» **How to complete this task**:
In the entries below, find every line holding the string "query" and collect it.

» **Point-per-instance localization data**:
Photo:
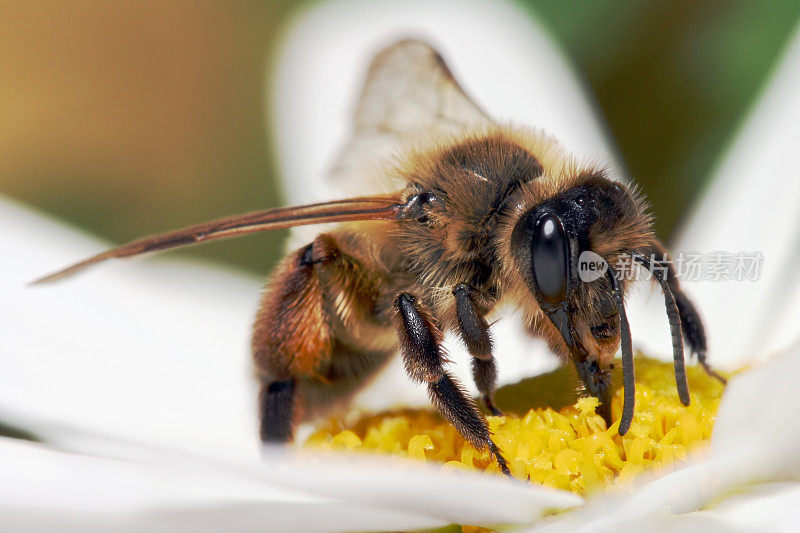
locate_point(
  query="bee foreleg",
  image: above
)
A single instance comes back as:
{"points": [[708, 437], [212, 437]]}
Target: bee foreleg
{"points": [[475, 333], [306, 366], [420, 341], [691, 323]]}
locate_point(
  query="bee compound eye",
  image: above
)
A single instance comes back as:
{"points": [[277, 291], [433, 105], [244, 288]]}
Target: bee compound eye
{"points": [[550, 258]]}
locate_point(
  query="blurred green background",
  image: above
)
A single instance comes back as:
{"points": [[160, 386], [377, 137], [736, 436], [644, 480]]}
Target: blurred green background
{"points": [[128, 118]]}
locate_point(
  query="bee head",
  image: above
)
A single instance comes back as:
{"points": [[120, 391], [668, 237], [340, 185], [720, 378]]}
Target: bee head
{"points": [[567, 248]]}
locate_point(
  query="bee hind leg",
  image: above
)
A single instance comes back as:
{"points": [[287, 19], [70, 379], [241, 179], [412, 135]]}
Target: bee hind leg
{"points": [[420, 341], [276, 407], [475, 334]]}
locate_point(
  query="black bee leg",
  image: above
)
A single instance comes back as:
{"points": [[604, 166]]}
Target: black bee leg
{"points": [[691, 323], [276, 406], [420, 341], [475, 334], [693, 332]]}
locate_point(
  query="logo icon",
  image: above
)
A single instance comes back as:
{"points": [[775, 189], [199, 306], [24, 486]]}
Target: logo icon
{"points": [[591, 266]]}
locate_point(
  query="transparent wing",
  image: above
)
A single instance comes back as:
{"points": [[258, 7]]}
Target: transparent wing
{"points": [[409, 92]]}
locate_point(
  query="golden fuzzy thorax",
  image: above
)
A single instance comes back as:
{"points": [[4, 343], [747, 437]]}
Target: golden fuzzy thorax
{"points": [[481, 184]]}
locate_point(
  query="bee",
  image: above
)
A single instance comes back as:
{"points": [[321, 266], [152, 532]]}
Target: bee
{"points": [[483, 213]]}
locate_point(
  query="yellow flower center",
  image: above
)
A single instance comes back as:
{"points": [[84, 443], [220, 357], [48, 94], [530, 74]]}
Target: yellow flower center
{"points": [[568, 449]]}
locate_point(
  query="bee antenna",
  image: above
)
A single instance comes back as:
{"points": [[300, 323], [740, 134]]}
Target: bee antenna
{"points": [[628, 371], [659, 272]]}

» **Your response**:
  query="bee foreleg",
  query="bee compound eye",
  query="blurred green background",
  query="bee head",
  query="bee hind leg",
  query="black bee leg",
  query="logo icon",
  query="transparent wing",
  query="golden fuzzy thorax",
  query="bee",
  query="yellow flower center",
  query="bee antenna",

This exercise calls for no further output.